- _GOAL A_
Retype the passage of the forum thread on mounting a motorcycle from "Backcountry, there is" to "to build one.".

# Mounting my motorcycle on back of a 5th wheel



## BACKCOUNTRY (Oct 23, 2006)

I want to mount my 350lb Kawasaki KLR650 on the rear end of my
22 ft fleetwood 5th wheel. Its has tandem axles that have been flipped for off-road clearence. My tow rig is a F250 superduty long bed Crew cab 4x4, with 
the V-10 engine. I work in a fabrication shop, so material and welding is no problem. I wondered if anyone has recommendations, is this a good or bad idea?

Should I go a different route???

Any tips would be appreciated.

Thanks LC.
Tucson,AZ   :question:


----------



## Grandview Trailer Sa (Oct 23, 2006)

Re: Mounting my motorcycle on back of a 5th wheel

You have to be very careful.  If you throw off your tounge weight, your trailer won't tow correctly.  If you decide to do it, get to the frame, the bumper is NOT strong enough.  

Blue Ox has a carrier that goes on the back of Motorhomes, maybe a look at that would be worth the time.  They also make a carrier with a dolly wheel for the back of trailers.  It is a good idea, but not legal in all states.  Virginia considers it a second trailer which is not allowed here.


----------



## BACKCOUNTRY (Oct 24, 2006)

Re: Mounting my motorcycle on back of a 5th wheel

Thanks for the BlueOx info.
Im a little concerned about the tounge weight, If I do go with a rear mounted hitch, It will be right off the frame rails.
Im beginning to think, a Front reciever hitch.
The front end on the F250 has a leaf spring axle with heavy duty adjustable shocks.
Just dont like know if I want all that gear out in front!


----------



## Grandview Trailer Sa (Oct 25, 2006)

Re: Mounting my motorcycle on back of a 5th wheel

You don't want it out the back either.....


----------



## C Nash (Oct 25, 2006)

Re: Mounting my motorcycle on back of a 5th wheel

Backcountry, there is no way I would mount that much weight on the rear of the fiver but, just my opinion.  Kind of like a see saw just don't work right if to much weight on one end.  Not saying it can't be done but, proceed with caution.  keep us posted so we will know how it turned out.  I saw one of those carrier with a dolly wheel at a campground in Flordia.  Owner said it worked fine.  If it is legal in the state you are you might get by in states that it is against the law. Probably be pretty easy for you to build one.


----------



## s.harrington (Oct 26, 2006)

Re: Mounting my motorcycle on back of a 5th wheel

I have seen custom built ones that mount on the 5th wheel pin box but they were for those little light weight scooters.


----------



## Hancock (Oct 29, 2006)

Re: Mounting my motorcycle on back of a 5th wheel

Hello Backcountry,   With the risk involved in adding weight to the rear of a 5er or TT, it is understood and expected that the manufacturers would strongly recommend against it as well as the "arm-chair" experts with well intended, humble opinions.  But I would suggest to you that it can be done safely.  I can't imagine this full-time lifestyle without my motorcyle and as you can see by my picture, I do carry it on the rear of my TT.  I installed a receiver hitch on the TT tieing directly into the frame and use a Versa-Haul motorcyle rack that is rated for 500 pounds.  I also carry 2 Honda 2000 generators on a separate rack between the motorcycle and the TT.   The Suzuki DR-350 weights 286 lbs dry, the Hondas are 46.3 lbs and the rack so approximately 420 lbs total.

- _GOAL B_
Update the entries from the line with "For this dataset, tag each instance of the dense" to the line with "127], [839, 512]]" so that "single point" becomes "single marker", keeping everything else in those lines the same.

- _DATA FOR THIS TASK_
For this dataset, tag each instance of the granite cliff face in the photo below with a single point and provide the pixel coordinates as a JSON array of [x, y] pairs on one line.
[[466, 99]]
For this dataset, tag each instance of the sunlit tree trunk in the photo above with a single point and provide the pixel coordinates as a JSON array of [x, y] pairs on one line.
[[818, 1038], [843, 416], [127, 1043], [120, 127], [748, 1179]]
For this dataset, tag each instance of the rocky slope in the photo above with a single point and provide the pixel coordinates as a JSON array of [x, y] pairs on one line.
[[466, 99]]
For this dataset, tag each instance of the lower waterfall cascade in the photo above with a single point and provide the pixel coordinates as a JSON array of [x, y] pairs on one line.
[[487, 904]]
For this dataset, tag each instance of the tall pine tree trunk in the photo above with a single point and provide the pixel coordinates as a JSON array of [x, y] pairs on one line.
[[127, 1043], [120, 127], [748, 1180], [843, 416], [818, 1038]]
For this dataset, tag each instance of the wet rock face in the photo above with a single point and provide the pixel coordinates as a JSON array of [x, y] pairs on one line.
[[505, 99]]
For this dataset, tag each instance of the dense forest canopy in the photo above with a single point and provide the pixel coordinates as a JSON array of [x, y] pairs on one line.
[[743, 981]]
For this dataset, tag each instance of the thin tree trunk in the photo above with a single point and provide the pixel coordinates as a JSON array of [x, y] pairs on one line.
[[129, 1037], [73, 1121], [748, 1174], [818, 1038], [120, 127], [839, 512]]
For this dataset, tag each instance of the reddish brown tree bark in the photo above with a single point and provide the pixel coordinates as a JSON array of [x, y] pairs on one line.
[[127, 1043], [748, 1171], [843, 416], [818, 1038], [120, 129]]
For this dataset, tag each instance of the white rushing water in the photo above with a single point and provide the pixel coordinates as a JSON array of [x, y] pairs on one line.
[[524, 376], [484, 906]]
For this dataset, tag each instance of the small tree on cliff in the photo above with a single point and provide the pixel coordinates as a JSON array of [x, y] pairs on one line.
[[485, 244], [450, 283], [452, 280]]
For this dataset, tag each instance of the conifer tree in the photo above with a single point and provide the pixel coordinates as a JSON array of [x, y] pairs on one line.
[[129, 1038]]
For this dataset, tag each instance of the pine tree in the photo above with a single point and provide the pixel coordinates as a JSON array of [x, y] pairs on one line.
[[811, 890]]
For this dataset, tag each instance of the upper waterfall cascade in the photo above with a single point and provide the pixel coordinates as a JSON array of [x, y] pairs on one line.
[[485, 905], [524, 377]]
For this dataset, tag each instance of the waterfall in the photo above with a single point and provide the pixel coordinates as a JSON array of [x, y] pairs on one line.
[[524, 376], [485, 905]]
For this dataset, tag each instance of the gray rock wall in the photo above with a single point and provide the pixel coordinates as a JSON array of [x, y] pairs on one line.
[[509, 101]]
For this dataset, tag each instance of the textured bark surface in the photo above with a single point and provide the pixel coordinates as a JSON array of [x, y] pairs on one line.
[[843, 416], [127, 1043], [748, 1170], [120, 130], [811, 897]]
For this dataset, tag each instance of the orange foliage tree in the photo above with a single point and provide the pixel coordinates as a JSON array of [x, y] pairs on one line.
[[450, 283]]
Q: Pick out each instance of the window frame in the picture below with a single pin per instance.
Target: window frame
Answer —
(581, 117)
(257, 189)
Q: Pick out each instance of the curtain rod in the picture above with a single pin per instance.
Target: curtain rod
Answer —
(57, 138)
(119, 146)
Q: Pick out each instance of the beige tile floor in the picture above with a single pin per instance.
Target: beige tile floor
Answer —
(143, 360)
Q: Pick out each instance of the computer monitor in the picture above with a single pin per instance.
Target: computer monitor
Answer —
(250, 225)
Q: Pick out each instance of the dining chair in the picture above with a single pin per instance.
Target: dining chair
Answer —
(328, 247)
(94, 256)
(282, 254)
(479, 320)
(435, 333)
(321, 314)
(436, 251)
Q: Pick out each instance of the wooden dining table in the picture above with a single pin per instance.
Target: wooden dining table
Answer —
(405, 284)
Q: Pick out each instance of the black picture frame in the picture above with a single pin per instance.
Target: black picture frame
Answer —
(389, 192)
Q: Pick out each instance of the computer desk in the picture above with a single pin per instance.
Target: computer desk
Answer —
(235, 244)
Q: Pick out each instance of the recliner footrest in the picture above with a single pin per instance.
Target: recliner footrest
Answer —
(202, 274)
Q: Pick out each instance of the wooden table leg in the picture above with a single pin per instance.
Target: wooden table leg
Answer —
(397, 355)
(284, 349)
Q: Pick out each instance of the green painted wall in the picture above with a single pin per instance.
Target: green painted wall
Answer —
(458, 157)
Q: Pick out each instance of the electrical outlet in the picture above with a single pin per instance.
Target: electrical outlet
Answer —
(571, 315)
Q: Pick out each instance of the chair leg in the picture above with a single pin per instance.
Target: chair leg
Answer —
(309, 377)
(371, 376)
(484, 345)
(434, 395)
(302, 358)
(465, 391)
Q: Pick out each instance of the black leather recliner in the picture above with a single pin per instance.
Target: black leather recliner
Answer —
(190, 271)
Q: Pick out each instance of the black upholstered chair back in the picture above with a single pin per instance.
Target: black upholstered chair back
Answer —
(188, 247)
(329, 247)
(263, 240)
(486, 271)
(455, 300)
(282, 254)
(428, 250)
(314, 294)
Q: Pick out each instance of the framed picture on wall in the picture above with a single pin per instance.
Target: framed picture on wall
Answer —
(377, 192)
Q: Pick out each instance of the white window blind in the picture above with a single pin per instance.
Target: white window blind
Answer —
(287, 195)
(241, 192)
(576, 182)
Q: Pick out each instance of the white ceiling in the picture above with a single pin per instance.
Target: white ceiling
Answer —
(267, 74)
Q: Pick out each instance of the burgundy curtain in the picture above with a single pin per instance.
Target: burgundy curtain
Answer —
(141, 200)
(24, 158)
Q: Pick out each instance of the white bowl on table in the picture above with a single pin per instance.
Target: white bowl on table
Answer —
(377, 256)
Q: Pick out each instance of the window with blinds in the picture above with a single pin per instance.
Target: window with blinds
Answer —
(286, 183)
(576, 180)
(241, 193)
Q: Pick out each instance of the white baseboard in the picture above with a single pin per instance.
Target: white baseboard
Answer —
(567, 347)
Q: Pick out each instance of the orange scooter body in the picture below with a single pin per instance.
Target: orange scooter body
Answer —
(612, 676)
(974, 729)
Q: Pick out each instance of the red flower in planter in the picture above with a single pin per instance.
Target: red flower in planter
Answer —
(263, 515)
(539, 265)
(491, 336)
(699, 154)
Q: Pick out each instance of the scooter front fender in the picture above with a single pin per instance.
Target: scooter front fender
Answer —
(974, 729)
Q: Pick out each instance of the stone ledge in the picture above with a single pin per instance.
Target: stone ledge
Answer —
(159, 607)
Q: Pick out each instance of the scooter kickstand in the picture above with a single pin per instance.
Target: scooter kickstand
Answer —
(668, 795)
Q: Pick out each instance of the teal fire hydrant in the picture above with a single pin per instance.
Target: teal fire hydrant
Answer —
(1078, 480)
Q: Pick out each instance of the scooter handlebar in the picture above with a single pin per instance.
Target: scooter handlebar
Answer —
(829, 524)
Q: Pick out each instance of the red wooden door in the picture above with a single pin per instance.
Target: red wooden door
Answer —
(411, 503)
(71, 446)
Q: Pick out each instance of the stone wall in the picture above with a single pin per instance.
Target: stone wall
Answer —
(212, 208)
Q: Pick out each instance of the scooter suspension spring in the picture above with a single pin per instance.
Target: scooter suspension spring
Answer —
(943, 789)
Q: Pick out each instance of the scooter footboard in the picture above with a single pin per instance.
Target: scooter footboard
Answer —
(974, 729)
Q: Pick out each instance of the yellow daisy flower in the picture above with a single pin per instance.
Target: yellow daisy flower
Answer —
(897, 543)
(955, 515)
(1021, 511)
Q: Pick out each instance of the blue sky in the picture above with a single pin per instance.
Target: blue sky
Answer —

- _EXPECTED ANSWER A_
Backcountry, there is no way I would mount that much weight on the rear of the fiver but, just my opinion.  Kind of like a see saw just don't work right if to much weight on one end.  Not saying it can't be done but, proceed with caution.  keep us posted so we will know how it turned out.  I saw one of those carrier with a dolly wheel at a campground in Flordia.  Owner said it worked fine.  If it is legal in the state you are you might get by in states that it is against the law. Probably be pretty easy for you to build one.

- _EXPECTED ANSWER B_
For this dataset, tag each instance of the dense forest canopy in the photo above with a single marker and provide the pixel coordinates as a JSON array of [x, y] pairs on one line.
[[743, 981]]
For this dataset, tag each instance of the thin tree trunk in the photo above with a single marker and provide the pixel coordinates as a JSON array of [x, y] pairs on one line.
[[129, 1037], [73, 1121], [748, 1174], [818, 1038], [120, 127], [839, 512]]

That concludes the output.